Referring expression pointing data
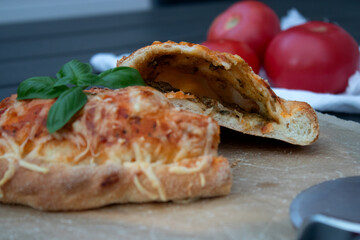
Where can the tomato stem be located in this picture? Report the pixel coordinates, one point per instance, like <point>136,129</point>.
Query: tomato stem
<point>232,22</point>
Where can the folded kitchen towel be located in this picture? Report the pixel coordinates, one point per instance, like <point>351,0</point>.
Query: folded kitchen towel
<point>347,102</point>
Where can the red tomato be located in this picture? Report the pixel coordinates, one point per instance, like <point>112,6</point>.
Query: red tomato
<point>235,47</point>
<point>250,22</point>
<point>315,56</point>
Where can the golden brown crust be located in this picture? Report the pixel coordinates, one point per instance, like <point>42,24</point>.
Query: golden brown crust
<point>67,187</point>
<point>126,145</point>
<point>226,88</point>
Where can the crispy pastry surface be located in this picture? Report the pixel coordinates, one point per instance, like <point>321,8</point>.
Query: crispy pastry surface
<point>126,145</point>
<point>224,87</point>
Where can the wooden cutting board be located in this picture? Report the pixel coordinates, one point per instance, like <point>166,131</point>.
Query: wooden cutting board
<point>267,175</point>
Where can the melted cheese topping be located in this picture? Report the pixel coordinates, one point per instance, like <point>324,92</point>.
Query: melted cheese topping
<point>134,126</point>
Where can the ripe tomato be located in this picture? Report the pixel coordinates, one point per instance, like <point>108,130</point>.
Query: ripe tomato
<point>251,22</point>
<point>315,56</point>
<point>235,47</point>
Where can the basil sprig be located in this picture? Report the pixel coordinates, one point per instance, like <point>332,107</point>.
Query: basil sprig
<point>68,87</point>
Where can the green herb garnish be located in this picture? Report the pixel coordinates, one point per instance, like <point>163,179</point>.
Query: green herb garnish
<point>68,87</point>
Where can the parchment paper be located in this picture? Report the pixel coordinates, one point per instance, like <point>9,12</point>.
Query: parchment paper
<point>267,175</point>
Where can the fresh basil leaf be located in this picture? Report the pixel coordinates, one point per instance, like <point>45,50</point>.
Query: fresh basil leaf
<point>74,72</point>
<point>89,80</point>
<point>65,107</point>
<point>39,87</point>
<point>120,77</point>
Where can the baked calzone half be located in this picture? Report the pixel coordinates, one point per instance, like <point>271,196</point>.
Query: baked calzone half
<point>223,86</point>
<point>125,145</point>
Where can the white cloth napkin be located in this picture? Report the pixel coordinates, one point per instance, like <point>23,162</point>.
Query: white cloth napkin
<point>347,102</point>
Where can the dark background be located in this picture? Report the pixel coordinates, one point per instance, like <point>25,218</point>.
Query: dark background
<point>41,48</point>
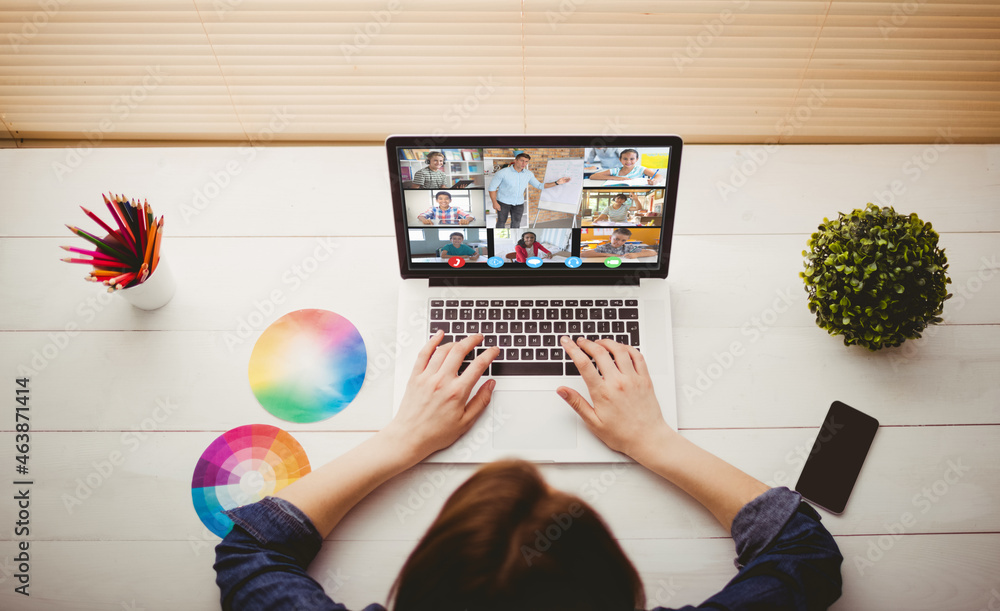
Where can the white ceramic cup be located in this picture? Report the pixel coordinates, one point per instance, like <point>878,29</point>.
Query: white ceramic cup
<point>155,292</point>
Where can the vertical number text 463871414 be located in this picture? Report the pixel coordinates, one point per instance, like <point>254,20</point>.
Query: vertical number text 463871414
<point>22,485</point>
<point>21,427</point>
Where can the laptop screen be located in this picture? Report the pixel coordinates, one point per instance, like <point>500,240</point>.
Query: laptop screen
<point>503,205</point>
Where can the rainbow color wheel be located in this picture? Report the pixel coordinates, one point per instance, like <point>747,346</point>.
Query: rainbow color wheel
<point>243,466</point>
<point>308,365</point>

What to do: Repeat the entries word for word and skip the pictures.

Task solution:
Where can the tomato stem be located in this picture? Report the pixel coordinates, one point per instance, like <point>136,129</point>.
Query: tomato stem
<point>232,22</point>
Where can the folded kitchen towel be located in this picture? Report the pixel coordinates, one point per instance, like <point>351,0</point>.
Query: folded kitchen towel
<point>347,102</point>
Where can the red tomato be located in this picture? Report the pixel coordinates, one point per instance, like <point>112,6</point>.
Query: red tomato
<point>235,47</point>
<point>250,22</point>
<point>315,56</point>
Where can the golden brown crust be located in this picture? Report the pixel coordinates, one point per instance, like <point>42,24</point>.
Query: golden brown crust
<point>67,187</point>
<point>126,145</point>
<point>226,88</point>
Where can the crispy pastry surface be located in this picture? Report the pixel coordinates, one point per instance, like <point>321,8</point>.
Query: crispy pastry surface
<point>126,145</point>
<point>224,87</point>
Where can the wooden cutting board be located in this picture? Report the pixel coordinates, one point per instance, like <point>166,131</point>.
Query: wooden cutting board
<point>267,175</point>
Where can the melted cheese topping be located in this picture? Report the pixel coordinates, one point per instance, like <point>324,92</point>.
Query: melted cheese topping
<point>134,126</point>
Where can the ripe tomato be located in this picture? Report the pixel coordinates, one point per instance, like <point>108,130</point>.
Query: ripe tomato
<point>251,22</point>
<point>315,56</point>
<point>235,47</point>
Where can the basil sprig be located in this picture? Report the pixel coordinates, one point per instance, like <point>332,107</point>.
Query: basil sprig
<point>68,87</point>
Where can the green herb garnish be located in this picture? Report the pixel coordinates, one point per instance, like <point>163,179</point>.
Query: green herb garnish
<point>68,87</point>
Where can the parchment paper be located in this picture? Report the pixel coordinates, one point per instance, like <point>9,12</point>.
Query: parchment paper
<point>267,175</point>
Where can the fresh basil leaf be located in this picture? Report the pixel coordinates, one point per instance, like <point>45,50</point>.
Query: fresh basil leaf
<point>74,72</point>
<point>89,80</point>
<point>65,107</point>
<point>39,87</point>
<point>120,77</point>
Where can the baked calzone half be located in this picture? Report the pixel coordinates, one point per instance, like <point>271,196</point>.
Query: baked calzone half
<point>223,86</point>
<point>125,145</point>
Where can the white cloth napkin be located in this picture? Report the pixel coordinates, one point per instance, like <point>23,162</point>.
Query: white cloth napkin
<point>347,102</point>
Where can the dark background be located in this picture? Report the pixel coordinates, one point per instance, like <point>25,218</point>.
Query: dark background
<point>41,48</point>
Where can the white ceramic cup be located in this picture? Report the pixel coordinates, one point per instance, like <point>878,29</point>.
Query: white ceramic cup
<point>155,292</point>
Where can the vertical number text 463871414 be located in this picture? Report the pixel coordinates, one point per instance, like <point>254,20</point>.
Query: vertical number text 463871414
<point>22,485</point>
<point>21,427</point>
Where can the laptop screen be located in this picture? Report the pixel coordinates, one point per instance, like <point>500,240</point>.
Query: laptop screen
<point>503,205</point>
Where can the rainbow color wheel be located in this picture? Report the pixel coordinates, one point per instance, like <point>747,346</point>.
Query: rainbow color wheel
<point>243,466</point>
<point>308,365</point>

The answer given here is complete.